STATED GOAL: Copy the records below line for line, without changing anything, and leave out the pictures.

STORED DATA:

— BEGIN —

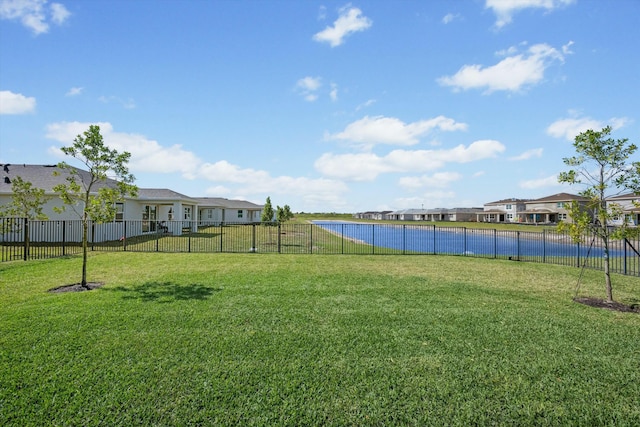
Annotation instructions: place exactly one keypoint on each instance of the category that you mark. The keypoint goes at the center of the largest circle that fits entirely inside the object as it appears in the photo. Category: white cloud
(511, 74)
(366, 104)
(369, 131)
(259, 182)
(529, 154)
(308, 87)
(569, 128)
(34, 14)
(534, 184)
(450, 17)
(349, 21)
(505, 9)
(59, 13)
(16, 103)
(437, 180)
(146, 155)
(127, 104)
(217, 191)
(367, 166)
(74, 91)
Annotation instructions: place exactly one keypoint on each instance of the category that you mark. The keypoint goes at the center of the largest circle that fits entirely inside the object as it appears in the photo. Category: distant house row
(547, 210)
(153, 208)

— END —

WRITTEN ANSWER:
Annotation instructions: place exactly one keypoint on each instance of the category that you mark. The keypoint goes at the center of the largest circle that fits entirely inside the object as it appears in the photo. Category: white cloud
(511, 74)
(366, 104)
(369, 131)
(259, 182)
(529, 154)
(308, 87)
(569, 128)
(34, 14)
(534, 184)
(450, 17)
(349, 21)
(505, 9)
(59, 13)
(16, 103)
(437, 180)
(146, 155)
(127, 104)
(217, 191)
(367, 166)
(74, 91)
Annotation instructions: place exactly one keypoint on each instance of the category that you mark. The keypoint goes at the center of the largest circle that fits entirely inside the object as it appears in the photo. Category: distant house row
(547, 210)
(153, 208)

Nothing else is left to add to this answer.